** TASK **
Pick up the forum thread on tortoise care after its final sentence and keep it going.

# start of EXTRACT

I have read a great deal on this forum and I feel some people get berated many times for having their own ways. Some known members even experiment with enclosures with lighting and food and substrate even though they know the "correct" way to see if a more optimal care can be met. 
I'm sorry this has taken over the original posters thread. 
Again, thank you everyone for your concerns.


----------



## orv (Jun 26, 2017)

I'd like to add just a little different opinion regarding this issue of allowing your new tortoise some "freedom/adventure" while you watch him in the house. Four years ago we moved our two California Desert Tortoises from the home I grew up in to our new home in Aguanga, CA. One of the first things I observed was their curiosity about their new enclosure. The enclosure measures 20' by 60' and is enclosed by concrete block 2' below the surface and 2.5' above. They guickly, over the initial first few days, examined the perimeter of their area followed by serious exploration of their entire new home. That first year they plowed thru virtually all the landscaping that I'd provided. OK, it's their yard. As time has gone on, they no longer march their perimeter or destroy their landscaping. They certainly eat their appropriate plantings, but now they leave the rest alone, allowing for a much more attractive yard (from a human perspective). They certainly exercise throughout their territory and have their chosen basking spaces, both in the sun and shade. Initially, I built them a concrete block and natural sandstone "cave" that is shaded nicely by a large pine tree. Since that time, they have shared in digging a substantial burrough in which to find solace. What I'm trying to picture here, is that they neither desire nor need further territory since the one supplied them meets all their needs safely and healthily. It is our responsibility as their caregivers to supply a safe and species correct habitat. Once supplied . . . sit back and enjoy! Tortoises are not domestic animals. They don't ENJOY being handled unnecessarily. Your little tortoise may tolerate being handled, but unlike a cat or dog, he doesn't enjoy this interaction. Watch and observe the wonderful chacteristics of your new friend, but remember to consider what's best for his life. This is my experience as a tortoise friend and habitat maker since 1952. I've had a lot to learn over the years. For instance, I no longer kiss my tortoise friend on the beak, much to my wife's pleasure. Learn from other tortoise keepers and you'll have a much longer and more enriching relationship. I'm just sharing my experiences and I'm still learning from the experiences of others daily. I wish you and your new little friend a long and enriching live.


----------



## Yvonne G (Jun 26, 2017)

Amber26 said:


> He has never had any of that behavior.. I fail to see how it is different than having an indoor and outdoor enclosure like so many do? He is confined to a small room, like an "enclosure". If he has never left those two areas how does he know there is more to the world? Does that mean when I make him an outdoor enclosure when he's older and he goes out during the day and in at night for the two months in the summer of nice weather we get, I'm cruel for keeping him in his indoor when the weather is bad? I'm confused about that



He doesn't need a whole new indoor enclosure. Once he goes outside, if you need to bring him in at night because of weather conditions, he can be kept in a box with the lid closed. They just sleep at night anyway. But if you must have a complete indoor enclosure and an outdoor enclosure, the tortoise soon learns that he has two territories, and he becomes comfortable in both of them.

# end of EXTRACT
# start of DATASET RECORDS

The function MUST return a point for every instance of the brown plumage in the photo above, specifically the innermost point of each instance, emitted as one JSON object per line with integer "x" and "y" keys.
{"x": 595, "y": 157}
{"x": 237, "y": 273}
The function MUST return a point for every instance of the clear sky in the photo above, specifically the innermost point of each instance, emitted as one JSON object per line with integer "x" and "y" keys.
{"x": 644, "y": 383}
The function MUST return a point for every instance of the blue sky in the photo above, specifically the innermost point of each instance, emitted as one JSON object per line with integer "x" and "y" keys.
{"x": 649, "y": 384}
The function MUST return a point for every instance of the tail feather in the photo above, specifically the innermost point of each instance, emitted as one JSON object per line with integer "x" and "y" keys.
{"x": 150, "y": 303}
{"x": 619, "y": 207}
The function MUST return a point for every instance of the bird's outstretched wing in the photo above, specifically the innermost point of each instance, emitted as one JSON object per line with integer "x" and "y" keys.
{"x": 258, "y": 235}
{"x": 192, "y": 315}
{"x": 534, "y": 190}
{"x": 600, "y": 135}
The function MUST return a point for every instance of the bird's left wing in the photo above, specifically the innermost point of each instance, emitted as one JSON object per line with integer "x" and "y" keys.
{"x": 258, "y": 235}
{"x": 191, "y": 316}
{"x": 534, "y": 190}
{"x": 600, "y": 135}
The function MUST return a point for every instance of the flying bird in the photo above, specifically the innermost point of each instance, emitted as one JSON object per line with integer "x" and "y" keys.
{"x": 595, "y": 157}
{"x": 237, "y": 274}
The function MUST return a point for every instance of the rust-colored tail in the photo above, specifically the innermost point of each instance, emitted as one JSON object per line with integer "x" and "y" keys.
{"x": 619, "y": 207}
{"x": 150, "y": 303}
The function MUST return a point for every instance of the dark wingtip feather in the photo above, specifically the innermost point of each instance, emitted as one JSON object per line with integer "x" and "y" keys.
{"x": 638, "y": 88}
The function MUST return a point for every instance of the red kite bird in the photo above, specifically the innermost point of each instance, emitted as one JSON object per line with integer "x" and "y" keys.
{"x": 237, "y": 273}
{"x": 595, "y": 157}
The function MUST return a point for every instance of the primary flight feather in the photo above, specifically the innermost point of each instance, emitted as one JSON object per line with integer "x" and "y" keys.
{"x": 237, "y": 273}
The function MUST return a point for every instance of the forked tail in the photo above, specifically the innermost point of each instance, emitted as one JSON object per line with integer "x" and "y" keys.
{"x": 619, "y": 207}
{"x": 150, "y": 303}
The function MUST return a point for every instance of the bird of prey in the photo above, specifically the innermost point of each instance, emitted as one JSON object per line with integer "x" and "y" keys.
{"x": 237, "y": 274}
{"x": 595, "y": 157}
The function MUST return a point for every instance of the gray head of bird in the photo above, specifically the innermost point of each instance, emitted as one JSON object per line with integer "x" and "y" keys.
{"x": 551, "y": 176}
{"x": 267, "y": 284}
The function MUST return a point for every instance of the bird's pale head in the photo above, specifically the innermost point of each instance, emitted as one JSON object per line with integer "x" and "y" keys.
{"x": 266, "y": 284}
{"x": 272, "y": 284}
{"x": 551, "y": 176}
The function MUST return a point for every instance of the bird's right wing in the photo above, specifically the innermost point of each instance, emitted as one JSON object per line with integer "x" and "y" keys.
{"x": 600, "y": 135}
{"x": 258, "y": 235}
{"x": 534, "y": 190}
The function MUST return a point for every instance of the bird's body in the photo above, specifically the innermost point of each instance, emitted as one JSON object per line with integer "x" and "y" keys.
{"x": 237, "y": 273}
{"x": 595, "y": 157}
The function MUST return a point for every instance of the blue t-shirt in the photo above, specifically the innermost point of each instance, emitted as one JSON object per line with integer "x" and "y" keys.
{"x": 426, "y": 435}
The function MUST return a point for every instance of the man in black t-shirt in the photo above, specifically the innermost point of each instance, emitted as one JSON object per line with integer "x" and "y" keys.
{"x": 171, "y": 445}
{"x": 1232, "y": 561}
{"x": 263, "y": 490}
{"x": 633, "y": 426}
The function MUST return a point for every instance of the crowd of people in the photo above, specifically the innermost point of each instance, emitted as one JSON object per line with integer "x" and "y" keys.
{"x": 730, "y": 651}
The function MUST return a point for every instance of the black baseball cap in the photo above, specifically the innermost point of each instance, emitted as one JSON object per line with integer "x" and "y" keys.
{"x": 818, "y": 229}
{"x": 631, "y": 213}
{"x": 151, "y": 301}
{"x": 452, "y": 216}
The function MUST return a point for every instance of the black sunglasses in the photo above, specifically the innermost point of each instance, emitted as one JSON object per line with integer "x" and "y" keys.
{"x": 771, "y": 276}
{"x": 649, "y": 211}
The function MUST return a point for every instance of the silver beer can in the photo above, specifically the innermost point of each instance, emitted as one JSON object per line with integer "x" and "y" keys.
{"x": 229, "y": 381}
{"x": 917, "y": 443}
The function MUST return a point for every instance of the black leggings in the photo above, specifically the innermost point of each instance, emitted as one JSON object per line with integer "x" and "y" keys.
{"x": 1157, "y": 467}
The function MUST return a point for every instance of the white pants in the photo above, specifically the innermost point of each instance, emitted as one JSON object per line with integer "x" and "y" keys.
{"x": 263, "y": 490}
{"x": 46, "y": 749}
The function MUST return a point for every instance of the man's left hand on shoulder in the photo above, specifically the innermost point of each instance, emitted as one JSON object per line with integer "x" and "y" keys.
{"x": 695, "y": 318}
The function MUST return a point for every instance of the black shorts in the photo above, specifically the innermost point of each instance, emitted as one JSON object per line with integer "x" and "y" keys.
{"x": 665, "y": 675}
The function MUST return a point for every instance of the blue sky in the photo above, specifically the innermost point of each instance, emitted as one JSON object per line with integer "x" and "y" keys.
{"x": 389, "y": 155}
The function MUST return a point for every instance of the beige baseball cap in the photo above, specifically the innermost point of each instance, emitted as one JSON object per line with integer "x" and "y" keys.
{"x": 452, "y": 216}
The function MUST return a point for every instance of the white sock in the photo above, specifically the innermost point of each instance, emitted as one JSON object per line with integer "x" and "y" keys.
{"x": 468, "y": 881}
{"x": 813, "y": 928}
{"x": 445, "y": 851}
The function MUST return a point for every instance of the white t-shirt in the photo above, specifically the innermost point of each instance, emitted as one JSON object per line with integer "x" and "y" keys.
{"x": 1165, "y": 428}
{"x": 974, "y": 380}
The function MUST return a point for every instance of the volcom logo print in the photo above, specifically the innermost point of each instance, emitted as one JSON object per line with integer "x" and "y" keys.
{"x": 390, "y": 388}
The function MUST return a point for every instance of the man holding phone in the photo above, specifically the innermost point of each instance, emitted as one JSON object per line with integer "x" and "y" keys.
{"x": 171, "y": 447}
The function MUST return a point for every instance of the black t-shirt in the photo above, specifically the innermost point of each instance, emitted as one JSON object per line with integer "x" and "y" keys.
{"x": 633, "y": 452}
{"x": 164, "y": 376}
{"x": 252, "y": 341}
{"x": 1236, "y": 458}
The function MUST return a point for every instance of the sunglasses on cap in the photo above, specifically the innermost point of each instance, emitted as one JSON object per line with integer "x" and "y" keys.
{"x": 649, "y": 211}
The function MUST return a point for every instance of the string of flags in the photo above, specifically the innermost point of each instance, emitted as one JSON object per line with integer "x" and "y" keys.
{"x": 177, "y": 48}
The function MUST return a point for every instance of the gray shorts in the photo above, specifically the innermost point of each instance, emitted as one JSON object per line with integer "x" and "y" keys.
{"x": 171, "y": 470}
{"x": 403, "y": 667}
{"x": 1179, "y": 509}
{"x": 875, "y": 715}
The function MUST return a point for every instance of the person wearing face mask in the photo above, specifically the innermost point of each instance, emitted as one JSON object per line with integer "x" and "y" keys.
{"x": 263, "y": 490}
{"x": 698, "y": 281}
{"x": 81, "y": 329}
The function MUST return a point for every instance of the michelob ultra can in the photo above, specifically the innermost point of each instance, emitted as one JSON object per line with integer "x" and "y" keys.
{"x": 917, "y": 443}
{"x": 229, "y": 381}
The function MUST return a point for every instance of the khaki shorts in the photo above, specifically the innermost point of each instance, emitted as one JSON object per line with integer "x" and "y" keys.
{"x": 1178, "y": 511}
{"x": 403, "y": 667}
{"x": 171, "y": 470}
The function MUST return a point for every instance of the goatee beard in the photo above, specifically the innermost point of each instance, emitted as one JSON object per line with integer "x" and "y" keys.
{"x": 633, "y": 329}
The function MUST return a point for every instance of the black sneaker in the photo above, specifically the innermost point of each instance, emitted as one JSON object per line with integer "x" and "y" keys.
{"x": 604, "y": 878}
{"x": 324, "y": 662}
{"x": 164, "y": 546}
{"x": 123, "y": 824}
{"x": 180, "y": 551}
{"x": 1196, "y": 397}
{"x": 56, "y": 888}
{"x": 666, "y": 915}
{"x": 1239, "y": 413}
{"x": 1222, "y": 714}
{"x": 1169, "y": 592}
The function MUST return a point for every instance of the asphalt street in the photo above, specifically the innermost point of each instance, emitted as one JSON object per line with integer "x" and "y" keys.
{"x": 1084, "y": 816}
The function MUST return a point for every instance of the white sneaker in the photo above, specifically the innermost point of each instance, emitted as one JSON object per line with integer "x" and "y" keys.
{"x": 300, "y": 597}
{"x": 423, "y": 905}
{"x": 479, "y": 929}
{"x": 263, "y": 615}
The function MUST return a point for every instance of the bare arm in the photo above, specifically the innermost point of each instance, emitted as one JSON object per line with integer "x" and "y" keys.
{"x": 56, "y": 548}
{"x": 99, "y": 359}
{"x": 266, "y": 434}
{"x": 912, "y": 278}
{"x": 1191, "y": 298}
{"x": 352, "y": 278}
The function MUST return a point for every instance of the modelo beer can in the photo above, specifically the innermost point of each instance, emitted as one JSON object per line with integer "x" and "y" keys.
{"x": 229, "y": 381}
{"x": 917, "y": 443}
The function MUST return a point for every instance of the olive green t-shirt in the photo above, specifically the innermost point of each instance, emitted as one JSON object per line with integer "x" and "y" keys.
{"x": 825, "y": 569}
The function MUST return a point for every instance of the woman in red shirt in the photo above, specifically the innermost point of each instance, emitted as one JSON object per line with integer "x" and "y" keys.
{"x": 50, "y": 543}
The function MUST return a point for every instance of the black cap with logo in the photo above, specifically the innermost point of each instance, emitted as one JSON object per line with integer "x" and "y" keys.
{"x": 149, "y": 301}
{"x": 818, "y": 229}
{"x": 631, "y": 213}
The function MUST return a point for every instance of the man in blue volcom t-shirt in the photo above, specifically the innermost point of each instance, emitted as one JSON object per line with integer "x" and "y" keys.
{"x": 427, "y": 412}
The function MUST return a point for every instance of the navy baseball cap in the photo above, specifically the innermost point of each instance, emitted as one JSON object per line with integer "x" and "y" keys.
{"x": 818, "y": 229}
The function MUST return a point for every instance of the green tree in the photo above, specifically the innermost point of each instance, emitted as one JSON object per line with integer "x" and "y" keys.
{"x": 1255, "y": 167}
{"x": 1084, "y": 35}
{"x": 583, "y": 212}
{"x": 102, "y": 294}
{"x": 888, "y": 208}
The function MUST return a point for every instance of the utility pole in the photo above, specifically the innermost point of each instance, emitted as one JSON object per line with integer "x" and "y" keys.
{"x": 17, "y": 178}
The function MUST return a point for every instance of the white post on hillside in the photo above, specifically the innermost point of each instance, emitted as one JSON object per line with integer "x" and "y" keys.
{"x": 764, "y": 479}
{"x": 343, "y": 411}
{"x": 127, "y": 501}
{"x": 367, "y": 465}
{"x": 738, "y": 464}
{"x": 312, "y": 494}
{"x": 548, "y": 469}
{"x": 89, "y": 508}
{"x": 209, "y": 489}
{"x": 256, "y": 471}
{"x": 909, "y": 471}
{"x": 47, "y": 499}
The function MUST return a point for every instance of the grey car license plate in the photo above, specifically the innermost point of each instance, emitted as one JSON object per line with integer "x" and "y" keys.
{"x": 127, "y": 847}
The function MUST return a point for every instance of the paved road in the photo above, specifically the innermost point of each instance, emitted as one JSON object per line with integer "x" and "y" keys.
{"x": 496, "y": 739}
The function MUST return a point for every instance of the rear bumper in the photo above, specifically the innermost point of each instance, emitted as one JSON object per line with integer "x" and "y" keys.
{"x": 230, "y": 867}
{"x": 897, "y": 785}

# end of DATASET RECORDS

** WRITTEN ANSWER **
----------



## seanang168 (Jun 27, 2017)

orv said:


> I'd like to add just a little different opinion regarding this issue of allowing your new tortoise some "freedom/adventure" while you watch him in the house. Four years ago we moved our two California Desert Tortoises from the home I grew up in to our new home in Aguanga, CA. One of the first things I observed was their curiosity about their new enclosure. The enclosure measures 20' by 60' and is enclosed by concrete block 2' below the surface and 2.5' above. They guickly, over the initial first few days, examined the perimeter of their area followed by serious exploration of their entire new home. That first year they plowed thru virtually all the landscaping that I'd provided. OK, it's their yard. As time has gone on, they no longer march their perimeter or destroy their landscaping. They certainly eat their appropriate plantings, but now they leave the rest alone, allowing for a much more attractive yard (from a human perspective). They certainly exercise throughout their territory and have their chosen basking spaces, both in the sun and shade. Initially, I built them a concrete block and natural sandstone "cave" that is shaded nicely by a large pine tree. Since that time, they have shared in digging a substantial burrough in which to find solace. What I'm trying to picture here, is that they neither desire nor need further territory since the one supplied them meets all their needs safely and healthily. It is our responsibility as their caregivers to supply a safe and species correct habitat. Once supplied . . . sit back and enjoy! Tortoises are not domestic animals. They don't ENJOY being handled unnecessarily. Your little tortoise may tolerate being handled, but unlike a cat or dog, he doesn't enjoy this interaction. Watch and observe the wonderful chacteristics of your new friend, but remember to consider what's best for his life. This is my experience as a tortoise friend and habitat maker since 1952. I've had a lot to learn over the years. For instance, I no longer kiss my tortoise friend on the beak, much to my wife's pleasure. Learn from other tortoise keepers and you'll have a much longer and more enriching relationship. I'm just sharing my experiences and I'm still learning from the experiences of others daily. I wish you and your new little friend a long and enriching live.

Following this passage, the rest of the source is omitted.